-- Action item --
Continue the introduction on breast cancer and breast reconstruction, picking up right after its final sentence.

-- Text --

Editor: Juan A. Ortiz Updated: 7/17/2023 9:20:23 PM

Introduction

Breast cancer is one of the most commonly diagnosed malignancies in women around the world. In the United States, approximately 12.5% are affected.[1] Therefore, genetic testing for breast cancer genes has gained popularity to identify women who are at high risk of developing breast cancer. For that reason, prophylactic mastectomies with reconstruction are being performed almost as frequently as curative mastectomies. Until 2002, the preferred method of reconstruction was performed with autologous tissue. The use of prosthetic devices, such as silicone implants, began being utilized for breast reconstruction in the 1960s.

-- The data --
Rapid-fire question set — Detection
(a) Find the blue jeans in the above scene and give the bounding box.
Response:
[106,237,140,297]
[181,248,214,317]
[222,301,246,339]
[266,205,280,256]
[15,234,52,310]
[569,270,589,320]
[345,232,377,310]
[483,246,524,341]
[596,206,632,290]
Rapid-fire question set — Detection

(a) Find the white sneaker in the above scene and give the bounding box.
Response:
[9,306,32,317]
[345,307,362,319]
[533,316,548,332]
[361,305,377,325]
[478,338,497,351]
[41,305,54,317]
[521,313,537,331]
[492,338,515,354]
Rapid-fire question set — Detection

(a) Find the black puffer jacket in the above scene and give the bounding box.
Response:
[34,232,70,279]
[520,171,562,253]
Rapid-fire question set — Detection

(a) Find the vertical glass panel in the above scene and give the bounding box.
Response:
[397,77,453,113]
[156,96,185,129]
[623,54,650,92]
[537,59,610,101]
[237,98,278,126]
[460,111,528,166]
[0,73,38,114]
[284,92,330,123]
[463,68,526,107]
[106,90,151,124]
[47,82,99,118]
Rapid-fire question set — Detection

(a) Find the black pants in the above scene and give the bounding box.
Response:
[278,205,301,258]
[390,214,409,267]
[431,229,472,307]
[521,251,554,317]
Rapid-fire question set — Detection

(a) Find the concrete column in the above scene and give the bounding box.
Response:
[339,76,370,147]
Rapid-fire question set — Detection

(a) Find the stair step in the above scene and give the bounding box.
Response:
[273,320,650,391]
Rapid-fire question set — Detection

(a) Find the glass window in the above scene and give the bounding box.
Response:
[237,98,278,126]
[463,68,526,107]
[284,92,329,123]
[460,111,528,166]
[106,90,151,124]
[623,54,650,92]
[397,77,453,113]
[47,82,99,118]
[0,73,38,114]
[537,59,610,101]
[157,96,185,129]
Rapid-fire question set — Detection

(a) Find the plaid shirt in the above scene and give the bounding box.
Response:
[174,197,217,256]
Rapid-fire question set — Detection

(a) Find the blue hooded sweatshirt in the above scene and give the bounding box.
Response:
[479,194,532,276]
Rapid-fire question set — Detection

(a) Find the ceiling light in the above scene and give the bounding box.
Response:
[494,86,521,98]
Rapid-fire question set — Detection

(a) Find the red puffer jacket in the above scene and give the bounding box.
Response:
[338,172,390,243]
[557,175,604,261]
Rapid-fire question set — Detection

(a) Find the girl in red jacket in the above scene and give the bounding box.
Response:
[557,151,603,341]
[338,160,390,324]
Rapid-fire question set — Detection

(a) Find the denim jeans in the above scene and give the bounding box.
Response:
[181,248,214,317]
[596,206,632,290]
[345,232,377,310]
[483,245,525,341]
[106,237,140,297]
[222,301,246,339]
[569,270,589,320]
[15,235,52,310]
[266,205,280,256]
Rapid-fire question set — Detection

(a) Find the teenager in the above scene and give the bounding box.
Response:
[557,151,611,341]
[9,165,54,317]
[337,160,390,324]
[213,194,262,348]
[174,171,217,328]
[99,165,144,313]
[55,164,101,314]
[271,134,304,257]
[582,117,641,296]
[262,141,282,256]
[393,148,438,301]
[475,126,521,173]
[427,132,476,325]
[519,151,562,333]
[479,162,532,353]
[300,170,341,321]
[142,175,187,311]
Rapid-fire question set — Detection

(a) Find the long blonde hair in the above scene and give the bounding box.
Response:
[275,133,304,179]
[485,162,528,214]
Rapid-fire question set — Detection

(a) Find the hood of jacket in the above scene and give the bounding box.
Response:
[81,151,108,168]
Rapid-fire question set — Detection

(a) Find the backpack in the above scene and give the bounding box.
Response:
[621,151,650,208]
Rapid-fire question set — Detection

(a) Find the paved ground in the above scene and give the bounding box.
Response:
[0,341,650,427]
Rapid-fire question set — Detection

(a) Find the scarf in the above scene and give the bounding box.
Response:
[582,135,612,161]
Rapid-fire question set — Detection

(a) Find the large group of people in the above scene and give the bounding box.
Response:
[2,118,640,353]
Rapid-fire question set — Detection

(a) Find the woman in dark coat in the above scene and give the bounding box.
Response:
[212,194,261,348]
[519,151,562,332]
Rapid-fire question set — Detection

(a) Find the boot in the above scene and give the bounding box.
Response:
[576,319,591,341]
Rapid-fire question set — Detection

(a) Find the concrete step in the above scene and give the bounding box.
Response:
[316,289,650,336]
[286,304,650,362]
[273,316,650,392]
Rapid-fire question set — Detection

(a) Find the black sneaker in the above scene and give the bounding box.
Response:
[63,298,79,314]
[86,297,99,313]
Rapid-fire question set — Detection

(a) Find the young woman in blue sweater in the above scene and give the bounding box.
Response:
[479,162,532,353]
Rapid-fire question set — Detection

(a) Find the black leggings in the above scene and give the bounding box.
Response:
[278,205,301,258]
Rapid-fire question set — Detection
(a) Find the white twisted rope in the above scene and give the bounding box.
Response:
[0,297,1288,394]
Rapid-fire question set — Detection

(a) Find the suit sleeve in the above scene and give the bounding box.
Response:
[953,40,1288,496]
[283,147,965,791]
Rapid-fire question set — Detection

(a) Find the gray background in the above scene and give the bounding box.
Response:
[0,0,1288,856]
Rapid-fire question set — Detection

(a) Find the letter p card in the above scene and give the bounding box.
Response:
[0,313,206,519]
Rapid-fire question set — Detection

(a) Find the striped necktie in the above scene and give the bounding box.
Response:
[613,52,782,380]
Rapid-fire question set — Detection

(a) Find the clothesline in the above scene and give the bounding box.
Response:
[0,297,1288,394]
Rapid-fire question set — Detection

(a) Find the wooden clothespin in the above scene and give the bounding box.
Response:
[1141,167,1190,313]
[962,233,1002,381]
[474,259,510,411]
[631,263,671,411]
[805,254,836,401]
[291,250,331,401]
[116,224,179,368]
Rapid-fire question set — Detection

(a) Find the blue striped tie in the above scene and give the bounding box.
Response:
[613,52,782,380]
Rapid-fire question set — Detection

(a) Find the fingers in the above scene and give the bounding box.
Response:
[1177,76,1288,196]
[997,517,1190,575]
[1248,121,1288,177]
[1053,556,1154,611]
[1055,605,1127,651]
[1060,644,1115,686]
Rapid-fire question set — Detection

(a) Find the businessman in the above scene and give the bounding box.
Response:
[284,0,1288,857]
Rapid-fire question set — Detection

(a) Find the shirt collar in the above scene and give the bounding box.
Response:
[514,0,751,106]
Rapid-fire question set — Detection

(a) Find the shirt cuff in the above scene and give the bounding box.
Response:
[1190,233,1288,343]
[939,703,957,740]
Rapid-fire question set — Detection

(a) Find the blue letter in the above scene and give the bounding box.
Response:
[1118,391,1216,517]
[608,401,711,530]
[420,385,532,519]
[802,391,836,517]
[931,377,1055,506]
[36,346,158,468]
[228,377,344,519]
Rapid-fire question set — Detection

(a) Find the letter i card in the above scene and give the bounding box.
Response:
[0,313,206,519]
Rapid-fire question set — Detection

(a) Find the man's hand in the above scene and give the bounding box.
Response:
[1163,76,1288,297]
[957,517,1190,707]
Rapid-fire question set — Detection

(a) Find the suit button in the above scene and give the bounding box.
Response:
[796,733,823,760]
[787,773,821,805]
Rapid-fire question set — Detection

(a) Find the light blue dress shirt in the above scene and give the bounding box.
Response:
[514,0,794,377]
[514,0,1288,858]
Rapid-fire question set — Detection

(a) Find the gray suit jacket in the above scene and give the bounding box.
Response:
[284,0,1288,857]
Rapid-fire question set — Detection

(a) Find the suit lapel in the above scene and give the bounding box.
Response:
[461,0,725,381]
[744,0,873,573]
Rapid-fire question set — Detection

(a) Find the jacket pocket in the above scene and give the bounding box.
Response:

-- Answer area --
Implant-based reconstructions have become the more popular approach since 2008 and constitute about 65% of reconstructions.[1][2] Implant-based reconstruction has advantages over other types of breast reconstruction in that it is a relatively easier surgery with shorter operative time; unlike autologous tissue reconstruction, there are no complications from donor sites and the recovery is faster. This type of reconstruction preserves the skin envelope, employs a tissue expander (helping the patient to better select a final implant size), and allows the patient to undergo chemotherapy without delay.[3]  Other factors to consider in implant-based breast reconstruction are whether it is performed as a single-stage or 2-stage approach and the placement of the implant such as pre-pectoral vs. subpectoral plane.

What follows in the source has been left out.